─── ОТРЫВОК ТЕКСТА ───

И тогда утрачиваешь охоту всецело отдаваться искусству, беречь себя для него и чувствуешь себя извозчичьей клячей, которой рано или поздно придется впрягаться в ту же самую телегу. А тебе хочется не этого – ты предпочел бы резвиться на солнечном лугу, у реки, в обществе других, таких же свободных, как ты, лошадей, – да, резвиться и размножаться.

Не удивлюсь, если окажется, что именно в этом первопричина нашей сердечной надорванности. Мы больше не восстаем против установленного порядка вещей, хоть и не примирились с ним; мы просто чувствуем, что мы больны, что недуг наш никогда не пройдет и что излечить его невозможно.

Не помню уж, кто назвал такое состояния качанием между смертью и бессмертием. Мы тащим телегу, и от этого есть польза людям, которых мы, увы, не знаем. И, тем не менее, раз мы верим в новое искусство, в художников будущего, наше предчувствие не обманывает нас.

За несколько дней до смерти папаша Коро сказал: «Сегодня мне снились пейзажи с розовым небом». Но разве в пейзажах импрессионистов небо не стало розовым, более того – желтым и зеленым? Это доказывает, что бывает такое, приближение чего мы чувствуем и что действительно приходит. И мы, которые, как мне кажется, вовсе не так уж близки к смерти, чувствуем тем не менее, что наше дело – больше и долговечнее нас.

───

● ЗАДАНИЯ
1 – Выпишите дословно часть отрывка об искусстве: начните со слов «И тогда утрачиваешь» и закончите словами «излечить его невозможно.».
2 – Что, согласно отрывку об искусстве, сказал папаша Коро за несколько дней до смерти?
3 – Напишите продолжение отрывка об искусстве, начиная сразу после его последнего предложения.
Перечень — отдельный материал, с отрывком об искусстве он не связан.

─── ПЕРЕЧЕНЬ ДАННЫХ ───

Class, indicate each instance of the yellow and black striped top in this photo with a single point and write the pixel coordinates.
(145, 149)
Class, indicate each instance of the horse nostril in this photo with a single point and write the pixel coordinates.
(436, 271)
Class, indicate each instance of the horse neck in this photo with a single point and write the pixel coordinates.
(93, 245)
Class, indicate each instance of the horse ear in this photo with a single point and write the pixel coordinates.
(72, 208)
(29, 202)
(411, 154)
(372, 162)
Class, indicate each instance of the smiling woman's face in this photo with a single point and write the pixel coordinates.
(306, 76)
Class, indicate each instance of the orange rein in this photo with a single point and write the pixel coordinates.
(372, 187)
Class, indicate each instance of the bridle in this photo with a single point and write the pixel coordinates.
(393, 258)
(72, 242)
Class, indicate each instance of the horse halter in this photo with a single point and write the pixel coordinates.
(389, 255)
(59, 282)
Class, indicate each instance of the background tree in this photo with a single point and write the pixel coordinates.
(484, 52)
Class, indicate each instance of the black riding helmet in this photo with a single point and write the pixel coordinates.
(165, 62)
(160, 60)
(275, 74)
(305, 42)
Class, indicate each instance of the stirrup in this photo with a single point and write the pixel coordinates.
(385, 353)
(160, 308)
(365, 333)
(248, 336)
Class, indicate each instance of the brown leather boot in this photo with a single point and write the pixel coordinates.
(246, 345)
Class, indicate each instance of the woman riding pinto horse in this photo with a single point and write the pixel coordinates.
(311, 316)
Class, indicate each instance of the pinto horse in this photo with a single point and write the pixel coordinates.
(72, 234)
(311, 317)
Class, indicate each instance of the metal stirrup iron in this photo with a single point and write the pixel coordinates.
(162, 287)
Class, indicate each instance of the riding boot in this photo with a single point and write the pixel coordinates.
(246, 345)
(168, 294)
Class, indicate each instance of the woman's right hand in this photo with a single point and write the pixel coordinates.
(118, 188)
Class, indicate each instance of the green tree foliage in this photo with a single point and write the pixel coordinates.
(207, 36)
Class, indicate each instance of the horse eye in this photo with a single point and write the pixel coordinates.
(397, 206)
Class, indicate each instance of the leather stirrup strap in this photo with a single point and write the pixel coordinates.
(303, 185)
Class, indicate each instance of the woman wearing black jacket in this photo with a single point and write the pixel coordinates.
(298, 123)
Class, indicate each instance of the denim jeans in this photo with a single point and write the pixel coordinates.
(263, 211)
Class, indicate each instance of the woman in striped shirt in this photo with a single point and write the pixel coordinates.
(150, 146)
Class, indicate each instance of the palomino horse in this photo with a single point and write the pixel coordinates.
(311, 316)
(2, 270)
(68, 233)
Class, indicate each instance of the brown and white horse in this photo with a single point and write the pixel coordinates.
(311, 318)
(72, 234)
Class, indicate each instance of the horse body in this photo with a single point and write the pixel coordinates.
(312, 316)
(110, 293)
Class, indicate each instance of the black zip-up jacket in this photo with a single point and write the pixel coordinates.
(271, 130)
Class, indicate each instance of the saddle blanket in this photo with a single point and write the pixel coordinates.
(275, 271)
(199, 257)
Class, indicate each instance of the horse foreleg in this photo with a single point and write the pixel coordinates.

───

● ОЖИДАЕМЫЕ ОТВЕТЫ
1 –
И тогда утрачиваешь охоту всецело отдаваться искусству, беречь себя для него и чувствуешь себя извозчичьей клячей, которой рано или поздно придется впрягаться в ту же самую телегу. А тебе хочется не этого – ты предпочел бы резвиться на солнечном лугу, у реки, в обществе других, таких же свободных, как ты, лошадей, – да, резвиться и размножаться.

Не удивлюсь, если окажется, что именно в этом первопричина нашей сердечной надорванности. Мы больше не восстаем против установленного порядка вещей, хоть и не примирились с ним; мы просто чувствуем, что мы больны, что недуг наш никогда не пройдет и что излечить его невозможно.

2 – «Сегодня мне снились пейзажи с розовым небом».

3 –
Мы не чувствуем, что умираем, но сознаем, что мы значим немного, что мы – всего лишь звено в непрерывной цепи художников; и мы платим за это дорогой ценой – ценой здоровья, молодости и свободы, которой пользуемся не в большей степени, чем извозчичья кляча, везущая весною людей за город.

Словом, желаю тебе, равно как и себе, одного – восстановить свое здоровье: оно нам еще потребуется. «Надежда» Пюви де Шаванна глубоко жизненна. У искусства есть будущее, и такое прекрасное, такое юное, такое подлинное, что, отдавая за него нашу молодость, мы лишь выигрываем и обретаем душевный покой.

То, что я написал, вероятно, глупо, но ничего не поделаешь – я так чувствую. Мне казалось, что ты, подобно мне, страдаешь, видя, как твоя юность уходит, словно дым. Но если она вновь расцветает и возрождается в том, что мы творим, тогда ничего не потеряно; а ведь работоспособность и есть вторая молодость.

Я все больше прихожу к убеждению, что о Боге нельзя судить по созданному им миру: это лишь неудачный этюд.

Согласись: любя художника, не станешь очень критиковать его неудачные вещи, а просто промолчишь. Но зато имеешь право ожидать от него чего-то лучшего.

Нам следовало бы посмотреть и другие произведения Творца, поскольку наш мир, совершенно очевидно, был сотворен им на скорую руку и в неудачную минуту, когда он сам не понимал, что делает, или просто потерял голову.

Правда, легенда утверждает, что этот этюд мира стоил Господу Богу бесконечного труда.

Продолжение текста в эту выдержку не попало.